● Source data:
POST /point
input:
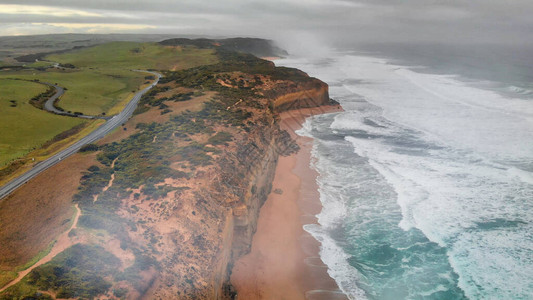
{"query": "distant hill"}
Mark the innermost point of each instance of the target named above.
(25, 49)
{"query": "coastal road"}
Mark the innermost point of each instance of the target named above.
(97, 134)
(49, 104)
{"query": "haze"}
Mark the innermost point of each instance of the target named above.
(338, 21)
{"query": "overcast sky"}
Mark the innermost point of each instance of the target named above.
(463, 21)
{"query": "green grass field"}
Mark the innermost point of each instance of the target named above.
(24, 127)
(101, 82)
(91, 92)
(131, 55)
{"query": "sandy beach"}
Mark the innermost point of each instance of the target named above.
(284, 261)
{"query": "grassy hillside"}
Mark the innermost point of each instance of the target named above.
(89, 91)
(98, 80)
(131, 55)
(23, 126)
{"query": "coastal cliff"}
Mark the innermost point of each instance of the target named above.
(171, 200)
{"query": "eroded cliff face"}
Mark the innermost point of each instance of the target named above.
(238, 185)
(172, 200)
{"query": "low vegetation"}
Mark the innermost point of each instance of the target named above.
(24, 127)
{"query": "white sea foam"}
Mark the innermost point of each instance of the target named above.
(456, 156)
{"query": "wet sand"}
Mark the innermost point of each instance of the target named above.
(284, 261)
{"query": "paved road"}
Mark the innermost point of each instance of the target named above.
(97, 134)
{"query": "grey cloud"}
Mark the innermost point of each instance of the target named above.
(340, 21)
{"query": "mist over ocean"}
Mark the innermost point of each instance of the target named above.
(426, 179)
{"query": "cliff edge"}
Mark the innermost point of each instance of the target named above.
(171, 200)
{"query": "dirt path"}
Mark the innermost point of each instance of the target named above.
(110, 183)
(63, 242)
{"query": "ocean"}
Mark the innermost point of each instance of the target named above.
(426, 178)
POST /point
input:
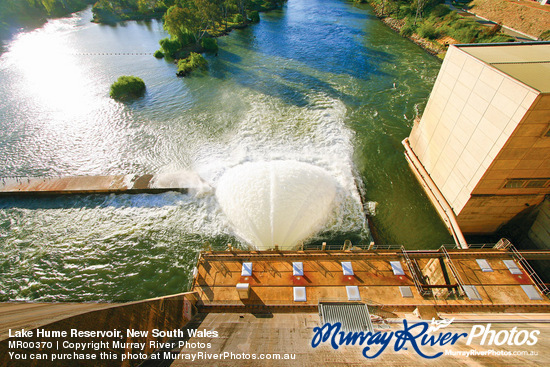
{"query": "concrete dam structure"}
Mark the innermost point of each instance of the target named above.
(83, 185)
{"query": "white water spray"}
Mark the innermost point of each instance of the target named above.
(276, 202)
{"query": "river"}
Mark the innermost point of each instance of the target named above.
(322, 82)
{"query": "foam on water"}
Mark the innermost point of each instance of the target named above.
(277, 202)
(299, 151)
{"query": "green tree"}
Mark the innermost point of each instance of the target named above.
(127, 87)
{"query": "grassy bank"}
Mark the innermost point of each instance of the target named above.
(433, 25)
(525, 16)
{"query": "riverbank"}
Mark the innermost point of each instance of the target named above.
--
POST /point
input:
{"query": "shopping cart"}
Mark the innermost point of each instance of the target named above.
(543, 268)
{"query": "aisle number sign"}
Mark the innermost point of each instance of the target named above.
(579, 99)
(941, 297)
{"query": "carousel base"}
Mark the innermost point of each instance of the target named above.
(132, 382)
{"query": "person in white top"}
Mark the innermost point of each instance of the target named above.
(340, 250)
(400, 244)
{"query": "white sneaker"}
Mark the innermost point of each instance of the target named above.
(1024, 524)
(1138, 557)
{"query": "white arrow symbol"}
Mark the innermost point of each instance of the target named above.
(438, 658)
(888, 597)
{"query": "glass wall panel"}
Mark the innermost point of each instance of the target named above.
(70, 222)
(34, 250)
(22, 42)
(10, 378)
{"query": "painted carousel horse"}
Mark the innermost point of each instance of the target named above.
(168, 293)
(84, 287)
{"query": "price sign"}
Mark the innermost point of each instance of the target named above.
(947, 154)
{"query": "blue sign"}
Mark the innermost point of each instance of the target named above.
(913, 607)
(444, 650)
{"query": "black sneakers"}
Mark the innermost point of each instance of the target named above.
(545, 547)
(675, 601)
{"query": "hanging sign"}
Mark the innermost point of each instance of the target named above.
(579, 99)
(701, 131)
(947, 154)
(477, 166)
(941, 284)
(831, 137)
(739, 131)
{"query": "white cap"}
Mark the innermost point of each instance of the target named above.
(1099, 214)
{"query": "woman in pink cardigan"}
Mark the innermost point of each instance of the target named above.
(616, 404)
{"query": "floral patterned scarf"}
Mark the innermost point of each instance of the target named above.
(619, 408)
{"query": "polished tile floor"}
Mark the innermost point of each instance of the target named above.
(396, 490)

● Requirement:
Show each line above that contains the word "cliff", copied in full.

● Written solution:
{"query": "coastal cliff"}
{"query": "eroded cliff face"}
{"query": "cliff edge"}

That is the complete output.